▶ [Given passage]:

——

On Fri, Jan 26, 2018 at 3:57 PM, Christophe Lyon
<christophe.l...@linaro.org> wrote:
> On 26 January 2018 at 11:25, Richard Biener <rguent...@suse.de> wrote:
>> On Thu, 25 Jan 2018, Richard Biener wrote:
>>
>>> On Thu, 25 Jan 2018, Marc Glisse wrote:
>>>
>>> > On Thu, 25 Jan 2018, Richard Biener wrote:
>>> >
>>> > > --- gcc/match.pd  (revision 257047)
>>> > > +++ gcc/match.pd  (working copy)
>>> > > @@ -1939,6 +1939,37 @@ DEFINE_INT_AND_FLOAT_ROUND_FN (RINT)
>>> > >      (minus (convert (view_convert:stype @1))
>>> > >       (convert (view_convert:stype @2)))))))
>>> > >
>>> > > +/* (A * C) +- (B * C) -> (A+-B) * C and (A * C) +- A -> A * (C+-1).
>>> > > +    Modeled after fold_plusminus_mult_expr.  */
>>> > > +(if (!TYPE_SATURATING (type)

——

From the email thread above, return verbatim the portion that begins with the words containing "On Fri, Jan" and ends with "(convert (view_convert:stype @1))".

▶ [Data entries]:

——

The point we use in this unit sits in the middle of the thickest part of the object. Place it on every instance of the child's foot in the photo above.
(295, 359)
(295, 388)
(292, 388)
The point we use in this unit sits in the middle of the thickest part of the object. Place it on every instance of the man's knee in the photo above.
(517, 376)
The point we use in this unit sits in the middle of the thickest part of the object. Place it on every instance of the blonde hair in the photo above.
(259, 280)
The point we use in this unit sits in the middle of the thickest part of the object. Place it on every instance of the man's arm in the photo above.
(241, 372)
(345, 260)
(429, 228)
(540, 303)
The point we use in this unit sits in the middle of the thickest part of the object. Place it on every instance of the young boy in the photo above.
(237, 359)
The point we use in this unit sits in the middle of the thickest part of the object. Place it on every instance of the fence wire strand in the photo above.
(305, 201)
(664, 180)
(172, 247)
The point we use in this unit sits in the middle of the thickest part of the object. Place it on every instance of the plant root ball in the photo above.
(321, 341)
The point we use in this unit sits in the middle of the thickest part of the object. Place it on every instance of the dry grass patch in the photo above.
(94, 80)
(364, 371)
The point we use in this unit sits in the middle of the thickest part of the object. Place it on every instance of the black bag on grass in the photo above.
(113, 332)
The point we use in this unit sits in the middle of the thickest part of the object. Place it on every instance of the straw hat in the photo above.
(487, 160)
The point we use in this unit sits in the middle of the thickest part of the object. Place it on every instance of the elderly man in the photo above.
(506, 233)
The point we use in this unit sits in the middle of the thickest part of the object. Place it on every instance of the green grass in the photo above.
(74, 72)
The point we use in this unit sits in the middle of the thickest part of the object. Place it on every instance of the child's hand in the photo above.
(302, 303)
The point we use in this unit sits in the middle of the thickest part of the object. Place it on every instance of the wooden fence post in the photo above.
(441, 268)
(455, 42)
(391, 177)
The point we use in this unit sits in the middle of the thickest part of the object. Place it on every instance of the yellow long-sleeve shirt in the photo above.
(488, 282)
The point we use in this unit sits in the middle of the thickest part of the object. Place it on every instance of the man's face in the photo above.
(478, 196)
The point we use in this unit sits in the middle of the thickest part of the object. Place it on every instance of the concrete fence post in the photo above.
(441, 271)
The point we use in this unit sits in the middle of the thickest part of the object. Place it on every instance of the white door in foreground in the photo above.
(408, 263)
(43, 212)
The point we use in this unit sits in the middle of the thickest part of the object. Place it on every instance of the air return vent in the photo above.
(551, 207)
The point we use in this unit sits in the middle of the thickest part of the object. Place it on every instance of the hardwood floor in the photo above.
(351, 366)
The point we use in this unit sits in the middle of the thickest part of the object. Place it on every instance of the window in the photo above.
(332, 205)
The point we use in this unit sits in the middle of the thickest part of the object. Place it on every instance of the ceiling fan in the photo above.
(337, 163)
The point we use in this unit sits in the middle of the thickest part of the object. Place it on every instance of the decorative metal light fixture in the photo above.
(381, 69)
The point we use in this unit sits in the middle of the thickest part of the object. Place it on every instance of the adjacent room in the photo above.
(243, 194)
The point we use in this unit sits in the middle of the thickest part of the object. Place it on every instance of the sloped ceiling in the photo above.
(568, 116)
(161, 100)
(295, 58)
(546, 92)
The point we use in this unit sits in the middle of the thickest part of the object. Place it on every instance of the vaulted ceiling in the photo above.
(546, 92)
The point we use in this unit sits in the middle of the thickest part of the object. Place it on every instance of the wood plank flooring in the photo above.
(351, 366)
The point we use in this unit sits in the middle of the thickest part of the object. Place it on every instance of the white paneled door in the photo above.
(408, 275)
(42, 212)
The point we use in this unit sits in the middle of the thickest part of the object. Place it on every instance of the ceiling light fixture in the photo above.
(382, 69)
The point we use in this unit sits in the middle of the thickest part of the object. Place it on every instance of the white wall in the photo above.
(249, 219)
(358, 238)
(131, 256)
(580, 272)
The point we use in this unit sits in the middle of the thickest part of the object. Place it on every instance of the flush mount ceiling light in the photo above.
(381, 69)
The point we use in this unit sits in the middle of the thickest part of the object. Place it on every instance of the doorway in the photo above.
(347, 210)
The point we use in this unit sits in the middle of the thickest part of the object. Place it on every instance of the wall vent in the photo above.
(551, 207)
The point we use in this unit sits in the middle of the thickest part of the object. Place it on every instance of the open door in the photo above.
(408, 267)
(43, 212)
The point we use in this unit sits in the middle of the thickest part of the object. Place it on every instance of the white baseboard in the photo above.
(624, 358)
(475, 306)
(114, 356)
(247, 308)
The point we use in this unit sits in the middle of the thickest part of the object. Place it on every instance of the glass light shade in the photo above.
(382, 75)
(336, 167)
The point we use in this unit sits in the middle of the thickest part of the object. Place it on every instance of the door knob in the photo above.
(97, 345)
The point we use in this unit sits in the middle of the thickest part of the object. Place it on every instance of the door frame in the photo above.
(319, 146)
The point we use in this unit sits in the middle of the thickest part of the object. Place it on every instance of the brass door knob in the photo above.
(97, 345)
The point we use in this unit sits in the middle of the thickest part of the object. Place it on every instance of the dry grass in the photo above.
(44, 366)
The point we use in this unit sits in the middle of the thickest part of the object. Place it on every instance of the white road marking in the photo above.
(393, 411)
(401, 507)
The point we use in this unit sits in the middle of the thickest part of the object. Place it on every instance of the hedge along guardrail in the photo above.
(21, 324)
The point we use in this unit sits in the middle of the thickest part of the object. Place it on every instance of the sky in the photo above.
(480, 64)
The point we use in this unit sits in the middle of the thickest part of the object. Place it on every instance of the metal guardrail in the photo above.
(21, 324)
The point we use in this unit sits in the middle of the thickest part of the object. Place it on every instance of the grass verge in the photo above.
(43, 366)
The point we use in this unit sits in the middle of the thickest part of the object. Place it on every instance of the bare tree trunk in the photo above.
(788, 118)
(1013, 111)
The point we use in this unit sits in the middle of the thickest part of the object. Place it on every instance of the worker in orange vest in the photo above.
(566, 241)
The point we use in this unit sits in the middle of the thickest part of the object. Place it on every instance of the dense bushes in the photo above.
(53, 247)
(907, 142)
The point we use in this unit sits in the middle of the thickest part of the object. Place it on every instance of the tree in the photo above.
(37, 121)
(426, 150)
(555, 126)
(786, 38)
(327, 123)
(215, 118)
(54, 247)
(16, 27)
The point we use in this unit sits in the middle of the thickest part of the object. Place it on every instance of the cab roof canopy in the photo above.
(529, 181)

——

▶ [Full output]:
On Fri, Jan 26, 2018 at 3:57 PM, Christophe Lyon
<christophe.l...@linaro.org> wrote:
> On 26 January 2018 at 11:25, Richard Biener <rguent...@suse.de> wrote:
>> On Thu, 25 Jan 2018, Richard Biener wrote:
>>
>>> On Thu, 25 Jan 2018, Marc Glisse wrote:
>>>
>>> > On Thu, 25 Jan 2018, Richard Biener wrote:
>>> >
>>> > > --- gcc/match.pd  (revision 257047)
>>> > > +++ gcc/match.pd  (working copy)
>>> > > @@ -1939,6 +1939,37 @@ DEFINE_INT_AND_FLOAT_ROUND_FN (RINT)
>>> > >      (minus (convert (view_convert:stype @1))